• [O QUE FAZER]:
1. Reproduza o trecho do excerto sobre o recurso no processo de usucapião, começando em "Renovado o julgamento, foi" e terminando em "do referido prédio.".
2. Responda, com base no excerto sobre o recurso no processo de usucapião:
(a) Em que data foi proferido o acórdão do TSI que concedeu provimento ao recurso e determinou a baixa dos autos à 1ª instância?
(b) Que artigo da Lei Básica os 1º e 2º RR invocaram para sustentar a impossibilidade de aquisição da propriedade por usucapião?
(c) Em que data o juiz da 1ª instância proferiu a sentença que reconheceu ao A a titularidade do domínio útil do prédio?

• [EXCERTO FORNECIDO]:
☆ ☆ ☆ ☆ ☆ ☆ ☆
Esta tese vez vencimento, pois a primeira sentença lavrada deu-lhe razão, reconhecendo-lhe o direito de propriedade reclamado.
Os 1ºs e 2º RR, porém, discordaram e apresentaram recurso jurisdicional para o TSI. E num primeiro acórdão, este tribunal anulou o julgamento da matéria de facto a fim de que, baixados os autos, fosse o julgamento da matéria de facto repetido de modo a incluir nova factualidade tida por importante para o desfecho da causa (fls. 307-310).
Renovado o julgamento, foi na oportunidade lavrada nova sentença, que uma vez mais julgou procedente a acção e declarou o A como dono e legítimo proprietário do referido prédio.
Apresentado novo recurso pelos mesmos 1º e 2º RR, nas respectivas alegações foi por eles suscitada, entre outras coisas, a questão da impossibilidade de aquisição do direito de propriedade do prédio por meio de usucapião, face ao disposto no art. 7º da Lei Básica.
Na resposta a esse recurso, o autor esclareceu que nunca teve a intenção de adquirir por usucapião a propriedade plena do prédio, mas sim e apenas a titularidade do seu domínio útil.
E o TSI, face a esse esclarecimento do A, por acórdão de 14/11/2013, concedeu provimento ao recurso e determinou a baixa dos autos à 1ª instância a fim de o tribunal “a quo” “interpretar e decidir acerca dos possíveis efeitos do esclarecimento supra referido prestado pelo Autor, nomeadamente no sentido de eventual apreciação do pedido na perspectiva de aquisição da titularidade do domínio útil pela via da usucapião” (fls. 530).
Face a esta posição do TSI, uma vez recebidos os autos, o juiz da 1ª instância proferiu outra sentença em 21/01/2014, reconhecendo ao A, por usucapião, a titularidade do domínio útil do prédio, assim julgando procedente a acção (fls. 538-545).
*
2 – O recurso
Vêm agora, uma vez mais, os 1º e 2º RR recorrer dessa sentença, alegando, num primeiro momento, que ela:
- Viola as instruções do acórdão de 14/11/2013;
- Viola o princípio do contraditório.
Num segundo momento, defendendo que ela deve ser revogada, na medida em que:
- O esclarecimento do autor acerca do seu propósito traduz uma modificação do pedido do autor;
- Tal modificação seria impossível de fazer em alegações de resposta ao recurso;
- O tribunal, face ao princípio do dispositivo, não podia reduzir o pedido da propriedade para o domínio útil.
Num terceiro momento, os recorrentes continuam a defender que se não mostram reunidos os requisitos para aquisição do direito, acrescentando ainda que este estaria prescrito e que teria sido violado o art. 8º do Código do Registo Predial.
☆ ☆ ☆ ☆ ☆ ☆ ☆
• [DADOS BRUTOS]:
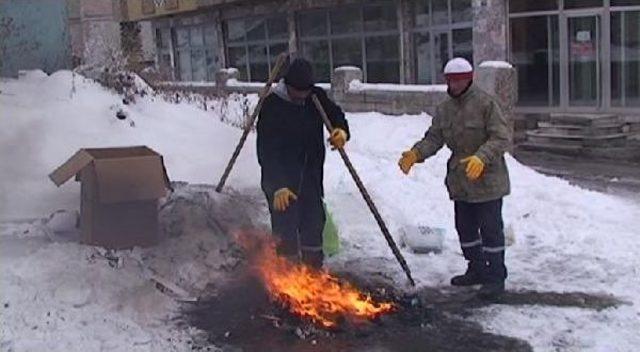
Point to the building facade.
☆ ☆ ☆ ☆ ☆ ☆ ☆
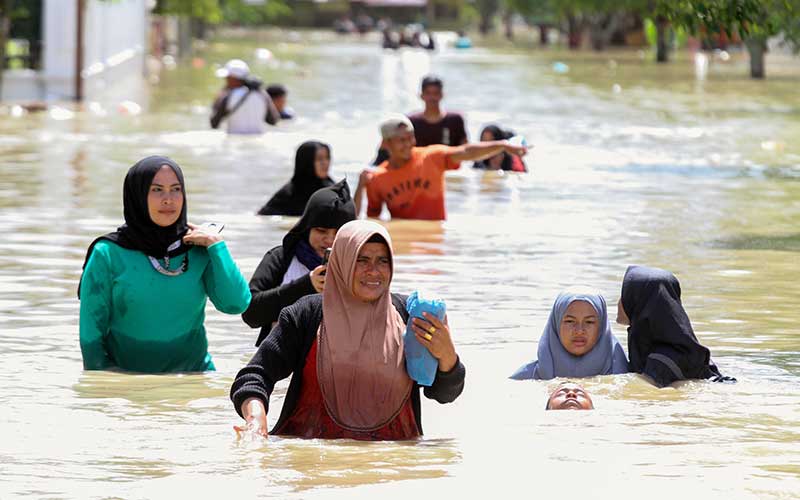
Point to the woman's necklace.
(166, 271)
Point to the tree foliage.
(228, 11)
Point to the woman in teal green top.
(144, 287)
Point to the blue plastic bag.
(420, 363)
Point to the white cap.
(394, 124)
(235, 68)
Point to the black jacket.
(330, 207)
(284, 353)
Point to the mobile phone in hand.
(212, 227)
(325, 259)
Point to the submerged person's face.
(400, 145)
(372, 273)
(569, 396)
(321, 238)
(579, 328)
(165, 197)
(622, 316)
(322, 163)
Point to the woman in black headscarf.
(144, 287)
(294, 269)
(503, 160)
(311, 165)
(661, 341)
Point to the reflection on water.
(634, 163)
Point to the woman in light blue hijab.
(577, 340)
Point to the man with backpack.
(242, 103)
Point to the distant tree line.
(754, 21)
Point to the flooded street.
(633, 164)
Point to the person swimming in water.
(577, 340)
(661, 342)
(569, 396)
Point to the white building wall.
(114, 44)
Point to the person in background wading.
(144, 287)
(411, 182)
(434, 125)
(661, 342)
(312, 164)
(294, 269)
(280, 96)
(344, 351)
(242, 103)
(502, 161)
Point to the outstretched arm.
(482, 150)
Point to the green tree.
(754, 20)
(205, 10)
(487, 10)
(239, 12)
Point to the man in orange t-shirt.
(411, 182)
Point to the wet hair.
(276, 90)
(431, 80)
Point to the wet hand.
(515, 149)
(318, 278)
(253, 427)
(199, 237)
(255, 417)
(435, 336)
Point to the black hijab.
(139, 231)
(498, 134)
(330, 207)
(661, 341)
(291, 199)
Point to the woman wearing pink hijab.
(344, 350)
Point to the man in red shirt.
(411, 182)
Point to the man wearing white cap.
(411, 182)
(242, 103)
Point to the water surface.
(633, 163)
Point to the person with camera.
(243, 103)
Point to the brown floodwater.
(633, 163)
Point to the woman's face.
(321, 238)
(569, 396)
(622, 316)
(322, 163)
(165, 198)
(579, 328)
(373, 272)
☆ ☆ ☆ ☆ ☆ ☆ ☆
• [SOLUÇÕES]:
1.
Renovado o julgamento, foi na oportunidade lavrada nova sentença, que uma vez mais julgou procedente a acção e declarou o A como dono e legítimo proprietário do referido prédio.

2.
(a) 14/11/2013.
(b) O art. 7º da Lei Básica.
(c) 21/01/2014.